By spring, Han's trial field had sprouted, and was robust with lodging-resistant corn seedlings. The following autumn, her yield was 30 percent higher than it would have been using a more traditional method. The technique soon gained support. In the coming years, the soil was visibly darkened, and harvests grew steadily. 

Today, the cooperative spans nine villages, across two townships, and operates 73 large agricultural machines, with 158 members managing nearly 1,000 hectares of land. The cooperative has created jobs, and it has helped farmers increase their incomes. It employs 72, and it has trained 25 agricultural technicians. Han also leads public-welfare efforts, assisting a dozen elderly and disabled families with free harvesting every year. Han also often makes donations to in-need households and nursing homes. 


Developing Smart Agriculture

Han continuously upgrades her skills, so she can better run the cooperative. Since 2015, she has attended provincial training programs, and she has enrolled in correspondence courses offered by Northeast Agricultural University, in northeast China's Heilongjiang Province. Her expertise has earned her the title of senior agricultural technician, recognized by Jilin Province's human resources department. 

In 2023, the cooperative joined a national digital-farming project. Thus, Han began embracing smart agriculture. The cooperative uses intelligent devices to monitor the weather and the land, and it purchases high-end agricultural machines, to ensure the transformation from "traditional" to "intelligent" farming.

• Jobs:
A - From the passage about Han's cooperative, list every quantity in the paragraph beginning "Today, the cooperative spans nine villages," with what each one counts.
B - Write the next part of the passage about Han's cooperative, picking up after its final sentence.

• Excerpted records:
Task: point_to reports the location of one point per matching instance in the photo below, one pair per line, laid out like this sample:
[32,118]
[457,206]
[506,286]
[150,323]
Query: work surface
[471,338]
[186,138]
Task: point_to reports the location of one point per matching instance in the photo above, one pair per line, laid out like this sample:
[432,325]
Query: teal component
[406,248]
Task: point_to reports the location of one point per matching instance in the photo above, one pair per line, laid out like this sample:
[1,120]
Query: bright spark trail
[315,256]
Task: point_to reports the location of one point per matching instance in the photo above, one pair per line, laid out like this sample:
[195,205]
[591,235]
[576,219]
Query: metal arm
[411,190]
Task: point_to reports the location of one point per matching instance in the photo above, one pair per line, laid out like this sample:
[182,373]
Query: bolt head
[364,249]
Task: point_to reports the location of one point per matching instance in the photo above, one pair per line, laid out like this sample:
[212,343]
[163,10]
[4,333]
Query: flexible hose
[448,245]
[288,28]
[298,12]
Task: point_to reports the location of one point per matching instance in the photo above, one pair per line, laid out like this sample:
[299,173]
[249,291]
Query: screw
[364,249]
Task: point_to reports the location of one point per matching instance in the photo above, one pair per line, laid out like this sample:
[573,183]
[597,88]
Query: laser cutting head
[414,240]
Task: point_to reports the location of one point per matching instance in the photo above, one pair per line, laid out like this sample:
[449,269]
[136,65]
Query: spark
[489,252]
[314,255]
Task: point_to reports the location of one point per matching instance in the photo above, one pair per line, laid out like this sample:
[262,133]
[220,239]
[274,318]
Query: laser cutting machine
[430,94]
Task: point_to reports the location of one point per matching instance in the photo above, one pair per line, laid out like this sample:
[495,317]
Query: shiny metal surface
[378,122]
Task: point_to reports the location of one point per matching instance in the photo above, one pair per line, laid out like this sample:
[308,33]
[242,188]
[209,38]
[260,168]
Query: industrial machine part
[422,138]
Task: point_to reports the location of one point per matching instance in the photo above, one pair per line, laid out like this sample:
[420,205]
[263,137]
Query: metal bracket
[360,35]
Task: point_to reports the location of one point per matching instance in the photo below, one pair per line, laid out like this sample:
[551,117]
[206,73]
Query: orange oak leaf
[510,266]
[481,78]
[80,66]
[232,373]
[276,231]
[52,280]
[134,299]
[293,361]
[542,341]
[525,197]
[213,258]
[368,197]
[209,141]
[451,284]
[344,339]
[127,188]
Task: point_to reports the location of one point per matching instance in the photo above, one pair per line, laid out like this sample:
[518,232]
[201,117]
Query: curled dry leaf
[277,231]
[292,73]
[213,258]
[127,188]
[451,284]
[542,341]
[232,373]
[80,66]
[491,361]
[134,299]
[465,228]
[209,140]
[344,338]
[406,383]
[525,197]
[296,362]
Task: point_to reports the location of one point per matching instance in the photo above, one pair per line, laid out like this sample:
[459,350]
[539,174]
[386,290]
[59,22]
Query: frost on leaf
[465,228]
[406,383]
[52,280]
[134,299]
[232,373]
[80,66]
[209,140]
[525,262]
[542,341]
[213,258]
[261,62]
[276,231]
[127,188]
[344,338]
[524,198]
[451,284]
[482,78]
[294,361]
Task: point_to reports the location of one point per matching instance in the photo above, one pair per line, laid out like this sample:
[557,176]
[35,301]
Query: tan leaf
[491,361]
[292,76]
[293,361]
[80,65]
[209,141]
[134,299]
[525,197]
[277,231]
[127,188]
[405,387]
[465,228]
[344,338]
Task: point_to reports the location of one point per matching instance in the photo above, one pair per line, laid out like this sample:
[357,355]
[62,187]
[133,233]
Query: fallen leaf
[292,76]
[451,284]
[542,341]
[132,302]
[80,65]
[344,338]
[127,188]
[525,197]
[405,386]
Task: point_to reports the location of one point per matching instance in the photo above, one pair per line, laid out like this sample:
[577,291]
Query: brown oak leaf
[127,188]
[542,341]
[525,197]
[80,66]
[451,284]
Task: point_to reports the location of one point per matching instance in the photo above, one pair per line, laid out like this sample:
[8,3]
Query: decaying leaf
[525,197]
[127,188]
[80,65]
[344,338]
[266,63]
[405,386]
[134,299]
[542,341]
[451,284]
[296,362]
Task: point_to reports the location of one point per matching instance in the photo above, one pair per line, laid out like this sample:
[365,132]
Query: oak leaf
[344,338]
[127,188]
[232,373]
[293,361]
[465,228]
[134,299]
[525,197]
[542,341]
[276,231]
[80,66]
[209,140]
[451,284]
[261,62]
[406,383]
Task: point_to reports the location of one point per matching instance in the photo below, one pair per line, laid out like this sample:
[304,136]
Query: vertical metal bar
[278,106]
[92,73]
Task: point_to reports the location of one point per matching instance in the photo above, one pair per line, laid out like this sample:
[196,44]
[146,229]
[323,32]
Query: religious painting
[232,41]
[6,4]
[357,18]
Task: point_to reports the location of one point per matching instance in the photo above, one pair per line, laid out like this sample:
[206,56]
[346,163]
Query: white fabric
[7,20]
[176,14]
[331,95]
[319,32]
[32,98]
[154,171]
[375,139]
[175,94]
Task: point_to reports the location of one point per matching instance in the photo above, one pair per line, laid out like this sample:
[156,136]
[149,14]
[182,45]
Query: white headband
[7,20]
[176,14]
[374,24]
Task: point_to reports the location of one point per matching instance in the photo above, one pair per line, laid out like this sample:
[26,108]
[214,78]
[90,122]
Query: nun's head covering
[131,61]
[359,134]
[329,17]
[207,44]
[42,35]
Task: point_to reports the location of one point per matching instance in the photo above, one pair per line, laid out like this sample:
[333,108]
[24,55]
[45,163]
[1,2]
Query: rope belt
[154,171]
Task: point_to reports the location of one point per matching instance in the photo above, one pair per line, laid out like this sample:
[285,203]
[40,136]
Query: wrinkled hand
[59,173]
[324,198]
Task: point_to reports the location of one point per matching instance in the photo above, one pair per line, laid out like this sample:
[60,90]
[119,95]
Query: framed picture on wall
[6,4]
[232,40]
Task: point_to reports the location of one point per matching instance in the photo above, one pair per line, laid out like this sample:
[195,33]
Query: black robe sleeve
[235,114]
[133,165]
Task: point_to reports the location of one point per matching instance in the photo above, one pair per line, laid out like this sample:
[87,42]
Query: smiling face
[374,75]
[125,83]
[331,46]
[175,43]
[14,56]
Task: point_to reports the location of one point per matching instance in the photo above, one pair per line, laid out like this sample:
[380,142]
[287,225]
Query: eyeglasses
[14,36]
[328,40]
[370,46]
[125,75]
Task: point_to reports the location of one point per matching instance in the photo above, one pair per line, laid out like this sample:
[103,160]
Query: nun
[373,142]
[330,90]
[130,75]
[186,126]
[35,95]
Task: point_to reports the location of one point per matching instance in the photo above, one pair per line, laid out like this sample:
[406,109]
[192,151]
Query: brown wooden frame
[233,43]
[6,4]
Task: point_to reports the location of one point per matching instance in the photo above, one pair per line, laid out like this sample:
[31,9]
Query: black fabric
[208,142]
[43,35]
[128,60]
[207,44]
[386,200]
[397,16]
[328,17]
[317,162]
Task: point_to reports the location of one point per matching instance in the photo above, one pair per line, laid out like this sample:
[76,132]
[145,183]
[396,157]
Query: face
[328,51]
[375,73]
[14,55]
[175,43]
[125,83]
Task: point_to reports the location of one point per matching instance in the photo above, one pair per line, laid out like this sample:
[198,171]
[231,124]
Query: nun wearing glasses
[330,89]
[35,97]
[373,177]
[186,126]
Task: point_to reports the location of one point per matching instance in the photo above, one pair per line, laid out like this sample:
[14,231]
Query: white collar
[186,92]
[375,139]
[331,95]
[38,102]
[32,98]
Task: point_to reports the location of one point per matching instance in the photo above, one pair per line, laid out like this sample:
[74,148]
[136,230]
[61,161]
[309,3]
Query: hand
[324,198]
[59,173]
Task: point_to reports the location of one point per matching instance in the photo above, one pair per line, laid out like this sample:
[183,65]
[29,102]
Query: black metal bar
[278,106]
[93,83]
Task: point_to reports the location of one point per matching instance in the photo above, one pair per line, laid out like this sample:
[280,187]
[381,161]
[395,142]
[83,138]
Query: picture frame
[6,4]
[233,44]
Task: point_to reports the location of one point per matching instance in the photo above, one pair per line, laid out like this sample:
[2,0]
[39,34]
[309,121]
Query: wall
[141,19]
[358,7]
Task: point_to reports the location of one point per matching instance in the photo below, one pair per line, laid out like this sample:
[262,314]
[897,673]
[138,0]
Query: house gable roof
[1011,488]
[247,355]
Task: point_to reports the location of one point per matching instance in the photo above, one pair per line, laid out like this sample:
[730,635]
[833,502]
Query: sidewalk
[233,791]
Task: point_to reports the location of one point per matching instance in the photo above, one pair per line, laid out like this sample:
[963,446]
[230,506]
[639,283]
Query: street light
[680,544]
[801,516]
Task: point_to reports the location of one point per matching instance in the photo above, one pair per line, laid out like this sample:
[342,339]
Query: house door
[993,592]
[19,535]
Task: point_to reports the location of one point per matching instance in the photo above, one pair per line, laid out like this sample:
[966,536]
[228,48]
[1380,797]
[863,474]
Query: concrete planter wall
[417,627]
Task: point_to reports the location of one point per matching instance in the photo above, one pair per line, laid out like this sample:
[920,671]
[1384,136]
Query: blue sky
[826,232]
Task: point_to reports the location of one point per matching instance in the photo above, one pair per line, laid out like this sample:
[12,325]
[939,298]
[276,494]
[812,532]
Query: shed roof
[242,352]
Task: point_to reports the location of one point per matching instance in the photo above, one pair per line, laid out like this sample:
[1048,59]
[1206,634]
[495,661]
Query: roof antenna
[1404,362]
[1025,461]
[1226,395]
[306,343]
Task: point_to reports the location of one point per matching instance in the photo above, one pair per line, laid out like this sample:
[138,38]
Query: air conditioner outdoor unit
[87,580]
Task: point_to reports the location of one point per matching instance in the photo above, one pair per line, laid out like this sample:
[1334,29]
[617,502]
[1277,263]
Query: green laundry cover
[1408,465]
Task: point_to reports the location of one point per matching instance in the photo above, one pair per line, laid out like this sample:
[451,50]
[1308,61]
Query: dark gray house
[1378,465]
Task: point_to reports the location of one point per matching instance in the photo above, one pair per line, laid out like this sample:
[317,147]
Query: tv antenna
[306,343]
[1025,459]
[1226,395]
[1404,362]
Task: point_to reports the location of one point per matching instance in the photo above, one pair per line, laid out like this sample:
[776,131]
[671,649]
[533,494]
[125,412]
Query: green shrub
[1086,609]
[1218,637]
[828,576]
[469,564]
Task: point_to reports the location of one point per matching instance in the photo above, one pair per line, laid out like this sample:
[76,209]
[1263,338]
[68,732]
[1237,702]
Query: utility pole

• Exercise results:
A -
- nine villages
- two townships
- 73 large agricultural machines
- 158 members
- nearly 1,000 hectares of land
- 72 people employed
- 25 agricultural technicians trained
- a dozen elderly and disabled families given free harvesting every year

B -
Beyond its scaling of grain production, the cooperative has extended its rural industrial chain by introducing new crop varieties, corn-soybean intercropping, and by developing specialty crops. The cooperative was named a national women's modern agricultural sci-tech demonstration base in 2022. 

Han in 2023 was elected a deputy to the National People's Congress (NPC), China's top legislature. Since then, Han has conducted extensive research, and she has visited cooperatives, across Lishu, to learn from their experiences. Han has made several suggestions during NPC sessions, including calling for an increase in rural infrastructure investment, urging greater subsidies on agricultural machines, and seeking more technical training for farmers. 

In May 2024, Han participated in an NPC youth delegation tour to Russia. She shared Jilin's agricultural achievements and her entrepreneurial journey with her hosts, and she said she hoped to promote her hometown's agricultural products in global markets.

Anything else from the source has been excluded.